▸ **Task to complete**
Count the lines of data below that include "each". Provide only the number.

▸ **Natural-language object grounding data**
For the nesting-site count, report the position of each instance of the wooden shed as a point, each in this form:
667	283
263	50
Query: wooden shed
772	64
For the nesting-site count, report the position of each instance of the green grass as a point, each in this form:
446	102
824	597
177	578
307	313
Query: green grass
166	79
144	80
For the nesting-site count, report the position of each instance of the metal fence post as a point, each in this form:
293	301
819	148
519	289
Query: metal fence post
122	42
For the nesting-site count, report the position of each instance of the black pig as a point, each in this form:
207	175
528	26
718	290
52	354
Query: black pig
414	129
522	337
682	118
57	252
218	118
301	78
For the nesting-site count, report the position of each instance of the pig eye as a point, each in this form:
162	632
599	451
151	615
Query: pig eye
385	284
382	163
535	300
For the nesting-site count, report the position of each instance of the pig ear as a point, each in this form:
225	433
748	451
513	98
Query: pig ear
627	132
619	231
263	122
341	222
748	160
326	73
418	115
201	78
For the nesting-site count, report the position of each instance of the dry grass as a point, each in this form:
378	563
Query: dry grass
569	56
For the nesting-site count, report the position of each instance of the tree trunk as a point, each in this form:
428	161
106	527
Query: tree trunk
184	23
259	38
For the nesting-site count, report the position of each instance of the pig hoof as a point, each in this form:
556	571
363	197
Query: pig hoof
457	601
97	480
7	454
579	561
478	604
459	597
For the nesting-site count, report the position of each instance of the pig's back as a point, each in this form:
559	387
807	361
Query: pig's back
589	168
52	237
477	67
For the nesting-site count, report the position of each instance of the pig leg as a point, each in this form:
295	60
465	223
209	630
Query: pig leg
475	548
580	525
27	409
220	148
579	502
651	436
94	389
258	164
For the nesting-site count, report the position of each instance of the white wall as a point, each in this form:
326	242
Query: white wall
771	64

▸ **Result of the task**
12